- _PROBLEM STATEMENT_
The records that follow are to be given again exactly, with their pictures omitted.

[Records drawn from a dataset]

• • • •

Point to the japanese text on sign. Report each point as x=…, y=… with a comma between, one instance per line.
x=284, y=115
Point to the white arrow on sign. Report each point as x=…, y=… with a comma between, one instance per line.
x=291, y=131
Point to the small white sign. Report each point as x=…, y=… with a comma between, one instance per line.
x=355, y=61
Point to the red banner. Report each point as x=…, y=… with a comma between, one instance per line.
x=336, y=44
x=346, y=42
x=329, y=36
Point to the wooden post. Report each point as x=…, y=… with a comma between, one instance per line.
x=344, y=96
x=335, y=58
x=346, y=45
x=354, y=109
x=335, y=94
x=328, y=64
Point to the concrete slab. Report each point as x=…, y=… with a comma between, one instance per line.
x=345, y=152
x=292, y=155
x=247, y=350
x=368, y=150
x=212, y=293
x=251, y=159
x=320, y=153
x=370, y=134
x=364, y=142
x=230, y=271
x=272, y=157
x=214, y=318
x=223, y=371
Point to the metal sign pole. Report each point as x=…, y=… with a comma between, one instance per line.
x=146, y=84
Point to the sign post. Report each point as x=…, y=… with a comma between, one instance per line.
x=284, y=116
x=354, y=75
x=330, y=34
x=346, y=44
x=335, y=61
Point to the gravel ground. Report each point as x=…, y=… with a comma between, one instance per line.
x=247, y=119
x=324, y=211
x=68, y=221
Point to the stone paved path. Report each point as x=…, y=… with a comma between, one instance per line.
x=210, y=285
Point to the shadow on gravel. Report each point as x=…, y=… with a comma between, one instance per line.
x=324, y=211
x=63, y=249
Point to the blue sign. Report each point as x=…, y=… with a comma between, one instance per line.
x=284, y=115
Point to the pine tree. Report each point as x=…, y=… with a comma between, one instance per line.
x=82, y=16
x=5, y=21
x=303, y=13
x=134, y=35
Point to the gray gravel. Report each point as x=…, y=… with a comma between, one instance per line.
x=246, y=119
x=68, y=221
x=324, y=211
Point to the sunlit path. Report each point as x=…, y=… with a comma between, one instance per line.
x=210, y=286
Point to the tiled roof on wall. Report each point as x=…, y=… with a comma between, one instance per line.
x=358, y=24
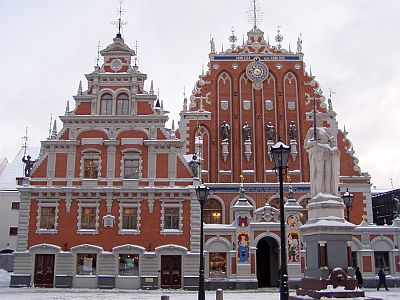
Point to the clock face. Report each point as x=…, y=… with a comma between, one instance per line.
x=116, y=64
x=257, y=71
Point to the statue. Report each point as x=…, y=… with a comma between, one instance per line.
x=225, y=130
x=246, y=132
x=194, y=166
x=212, y=45
x=323, y=156
x=28, y=165
x=292, y=130
x=270, y=131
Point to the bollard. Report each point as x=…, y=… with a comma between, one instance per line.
x=219, y=295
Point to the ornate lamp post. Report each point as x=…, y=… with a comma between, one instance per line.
x=348, y=201
x=280, y=153
x=202, y=194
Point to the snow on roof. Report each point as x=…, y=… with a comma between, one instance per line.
x=16, y=169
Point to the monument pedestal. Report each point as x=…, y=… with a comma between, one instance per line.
x=327, y=237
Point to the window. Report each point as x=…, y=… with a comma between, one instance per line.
x=91, y=168
x=13, y=231
x=86, y=264
x=217, y=264
x=382, y=260
x=88, y=217
x=47, y=218
x=131, y=168
x=122, y=104
x=128, y=265
x=106, y=105
x=171, y=217
x=212, y=212
x=129, y=218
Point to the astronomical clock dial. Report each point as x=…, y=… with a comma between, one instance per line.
x=116, y=65
x=257, y=72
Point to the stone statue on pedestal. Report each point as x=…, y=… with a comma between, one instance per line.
x=323, y=156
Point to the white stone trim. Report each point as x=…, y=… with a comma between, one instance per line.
x=49, y=202
x=164, y=205
x=135, y=203
x=88, y=203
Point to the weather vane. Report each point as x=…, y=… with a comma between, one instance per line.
x=25, y=138
x=119, y=23
x=98, y=54
x=254, y=13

• • • •

- _RESULT OF THIS EXERCISE_
Point to the japanese text on sign. Report each point as x=…, y=… with a comma between, one instance per line.
x=284, y=115
Point to the white arrow on sign. Report each point as x=…, y=… with a comma between, one instance per line.
x=291, y=131
Point to the small white sign. Report each point as x=…, y=… with a comma between, one instance per line.
x=355, y=61
Point to the red banner. Report each point as x=…, y=… with a comma between, one instance per line.
x=336, y=44
x=346, y=42
x=329, y=36
Point to the wooden post. Report each point as x=…, y=… with a comma between, one instance per line.
x=344, y=96
x=335, y=58
x=346, y=45
x=354, y=109
x=335, y=94
x=328, y=64
Point to the concrete slab. Report each point as x=…, y=… with a comma between, one instance per line.
x=345, y=152
x=292, y=155
x=247, y=350
x=368, y=150
x=212, y=293
x=251, y=159
x=320, y=153
x=370, y=134
x=364, y=142
x=230, y=271
x=272, y=157
x=214, y=318
x=223, y=371
Point to the metal sign pole. Report each point as x=…, y=… with a comma between, one instance per line.
x=146, y=84
Point to the sign post. Report each point as x=…, y=… with a comma between, one instance per line.
x=284, y=116
x=354, y=75
x=330, y=34
x=346, y=44
x=335, y=61
Point to the gravel ground. Report each point as x=…, y=… with a comma between, one instance per line.
x=247, y=119
x=324, y=211
x=68, y=221
Point to the stone paved path. Report each point as x=…, y=… with a comma between, one instance per line.
x=210, y=285
Point to the shadow on gravel. Report each point as x=…, y=… with a comma between, one instance per line.
x=324, y=211
x=63, y=249
Point to the blue sign. Report each point as x=…, y=… with a comma between, one instance per line.
x=284, y=115
Point to the pine tree. Report each point as x=…, y=… with a comma between, one instance per line.
x=82, y=16
x=5, y=21
x=303, y=13
x=134, y=35
Point to the gray gravel. Report each point as x=…, y=… with a comma between, one instance per line.
x=246, y=119
x=68, y=221
x=324, y=211
Point to the sunlit path. Report each point as x=…, y=… with a comma between, one instance per line.
x=210, y=286
Point to the tiled roof on wall. Report each point as x=…, y=… with a comma between, one instance per line.
x=358, y=24
Point to the clock face. Report each point as x=…, y=… with a comma between, one instance per line.
x=116, y=64
x=257, y=71
Point to the statue. Report each point as x=…, y=… with a comma between, one instance per line.
x=225, y=130
x=246, y=132
x=194, y=166
x=212, y=45
x=323, y=156
x=28, y=165
x=292, y=130
x=270, y=131
Point to the bollard. Report each point as x=…, y=… with a comma between, one instance per line.
x=219, y=295
Point to the ornate lamp post. Report each point as x=…, y=… with a comma between, one instance per line.
x=348, y=201
x=280, y=153
x=202, y=194
Point to the snow on roof. Report each point as x=…, y=… with a comma between, one instance per line.
x=16, y=169
Point to the monument pedestal. Report each point as x=…, y=… with a comma between, one instance per line.
x=327, y=237
Point to the window. Report each point as x=…, y=… with a comma between, one instance per line.
x=91, y=168
x=13, y=231
x=86, y=264
x=217, y=264
x=382, y=260
x=88, y=217
x=47, y=218
x=131, y=168
x=122, y=104
x=128, y=265
x=106, y=105
x=171, y=217
x=212, y=212
x=129, y=218
Point to the astronomical clock dial. Report each point as x=…, y=… with a comma between, one instance per line.
x=116, y=65
x=257, y=72
Point to the stone statue on pedestal. Report each point as x=…, y=… with a comma between, one instance per line.
x=323, y=156
Point to the white stone trim. Report each point as x=…, y=… with a comma between, one instance per line.
x=49, y=202
x=164, y=205
x=135, y=203
x=88, y=203
Point to the weather vane. Report each point as x=…, y=… with a comma between, one instance per line.
x=25, y=138
x=119, y=23
x=98, y=54
x=254, y=13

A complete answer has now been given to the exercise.